Watsi.org: Dealing with donation fraud - prymitive
http://blog.watsi.org/donation-fraud/
======
SyneRyder
This was actually a pretty good read on dealing with card fraud, though most
of it will be familiar to anyone dealing with e-commerce. I hadn't considered
that charities would be a target for card testers, but it makes sense.

For related reading, there's the blog post of when Candy Japan was targeted by
card testing fraudsters:

[https://www.candyjapan.com/behind-the-scenes/how-i-got-
credi...](https://www.candyjapan.com/behind-the-scenes/how-i-got-credit-card-
fraud-somewhat-under-control)

------
joshmn
This is a mostly terrible read on how to prevent fraud. As someone who has
worked with Target and Michael's with their breaches, as well as someone who
was that guy carding your sites...

> Our first line of defense is our payment processing provider, Stripe. They
> help by blocking cases where there is an expired credit card, wrong security
> code, or some other egregious mistake.

(Dataset extract):
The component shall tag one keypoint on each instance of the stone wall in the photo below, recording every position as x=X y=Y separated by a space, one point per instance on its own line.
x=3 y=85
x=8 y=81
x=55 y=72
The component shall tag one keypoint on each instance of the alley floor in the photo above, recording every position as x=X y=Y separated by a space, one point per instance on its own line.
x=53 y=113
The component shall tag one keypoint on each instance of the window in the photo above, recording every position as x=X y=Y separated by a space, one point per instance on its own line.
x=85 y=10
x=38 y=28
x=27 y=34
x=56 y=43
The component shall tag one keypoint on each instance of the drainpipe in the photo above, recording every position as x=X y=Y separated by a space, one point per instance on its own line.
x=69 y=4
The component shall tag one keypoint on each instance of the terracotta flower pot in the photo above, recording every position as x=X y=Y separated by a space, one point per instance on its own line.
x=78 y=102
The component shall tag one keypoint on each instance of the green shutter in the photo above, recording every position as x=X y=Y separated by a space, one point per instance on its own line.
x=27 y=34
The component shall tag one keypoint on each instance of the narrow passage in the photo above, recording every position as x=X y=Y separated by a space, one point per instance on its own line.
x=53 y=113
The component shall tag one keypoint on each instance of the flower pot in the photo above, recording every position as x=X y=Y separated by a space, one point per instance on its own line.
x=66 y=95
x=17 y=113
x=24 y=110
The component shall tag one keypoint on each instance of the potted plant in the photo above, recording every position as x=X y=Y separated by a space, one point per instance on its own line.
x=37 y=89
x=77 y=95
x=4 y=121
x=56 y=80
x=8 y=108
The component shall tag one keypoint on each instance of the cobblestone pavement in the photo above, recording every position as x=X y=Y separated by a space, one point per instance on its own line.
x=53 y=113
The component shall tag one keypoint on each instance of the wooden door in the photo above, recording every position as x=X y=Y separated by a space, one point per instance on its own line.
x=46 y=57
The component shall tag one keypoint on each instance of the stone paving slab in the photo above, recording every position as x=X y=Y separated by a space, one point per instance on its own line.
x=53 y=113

(Problem set):
1) In the donation fraud thread, what does the quoted passage name as the first line of defense?
2) Decide whether each statement agrees with the donation fraud thread, and give the words that settle it: (a) SyneRyder had already considered that charities would be a target for card testers. (b) joshmn calls the post a mostly terrible read on how to prevent fraud. (c) Candy Japan was targeted by card testing fraudsters.
3) Extend the donation fraud thread, picking up right after its last quoted line.

(Expected results):
1) The payment processing provider, Stripe.

2)
(a) No: "I hadn't considered that charities would be a target for card testers"
(b) Yes: "This is a mostly terrible read on how to prevent fraud."
(c) Yes: "when Candy Japan was targeted by card testing fraudsters"

3)
How is validating a CVV (everyone but Amazon does it) combating fraud? It's
not. When you buy a card from a shop, you're given the option to sort by cards
with the CVV or not. This isn't 1999. Don't get me started about Stripe's
anti-fraud, either, because it's shit.

> Since adding reCAPTCHAs to our checkout flow in May 2016, disputed charges
> have decreased by 85%.

Okay, great, that'll stop the bots. Most of the time, though, carders will
check against a site for a one-off transaction manually so they can go ahead
and use the card.

> Requiring donors to enter zip codes had no effect on the amount of fraud,

I would have guessed this would have had an effect. A valid billing address on
cards these days is rarely required, though it's common to see a zip code
validated.

> Our manual review starts by reviewing the email associated with the
> donation.

This is good. Hell, check for their social media accounts and see if they
reside where the request IP is from.

> An address that looks like something a cat made up by stepping on a keyboard
> is a good clue that something may be off (hello, asdfgh@aol.com!).

This is bad. Anyone could enter pam.beasley@theoffice.com ... it's not like
you're going to require someone to confirm their email address to take their
money.

> Stripe displays the IP address for each donation, so we can see if a credit
> card from South Africa is being used in France. Stripe also tells us how
> long somebody spent on the site and if any previous charges were disputed as
> fraud.

This is okay, but do you really think that someone who _really_ wants to
validate a credit card isn't going to use a SOCKS5 that's not on a blacklist?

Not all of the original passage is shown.